───── Record excerpts
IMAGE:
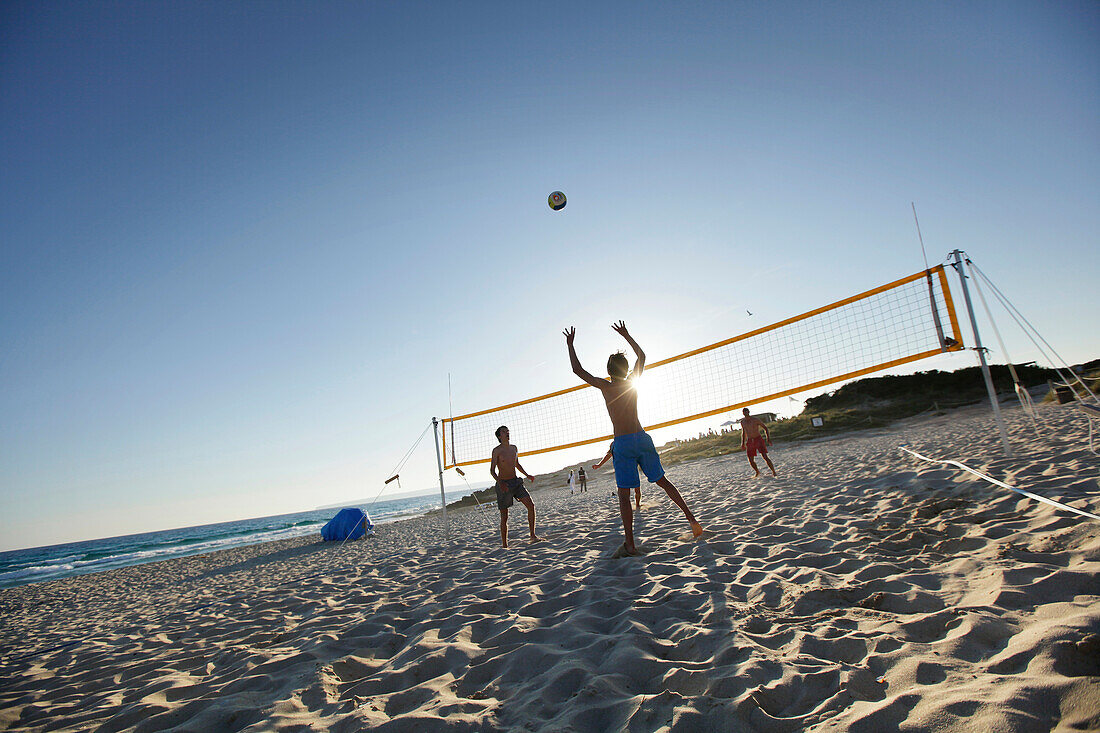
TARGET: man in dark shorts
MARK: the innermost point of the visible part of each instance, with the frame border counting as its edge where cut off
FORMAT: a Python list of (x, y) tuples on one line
[(508, 485), (751, 441)]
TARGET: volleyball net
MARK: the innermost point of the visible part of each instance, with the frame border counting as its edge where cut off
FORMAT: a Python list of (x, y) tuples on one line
[(905, 320)]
──────────
* _Task_: Sift through the material above and copy each line that holds "TARGET".

* _Expected answer_:
TARGET: man in dark shorts
TARGET: volleyball net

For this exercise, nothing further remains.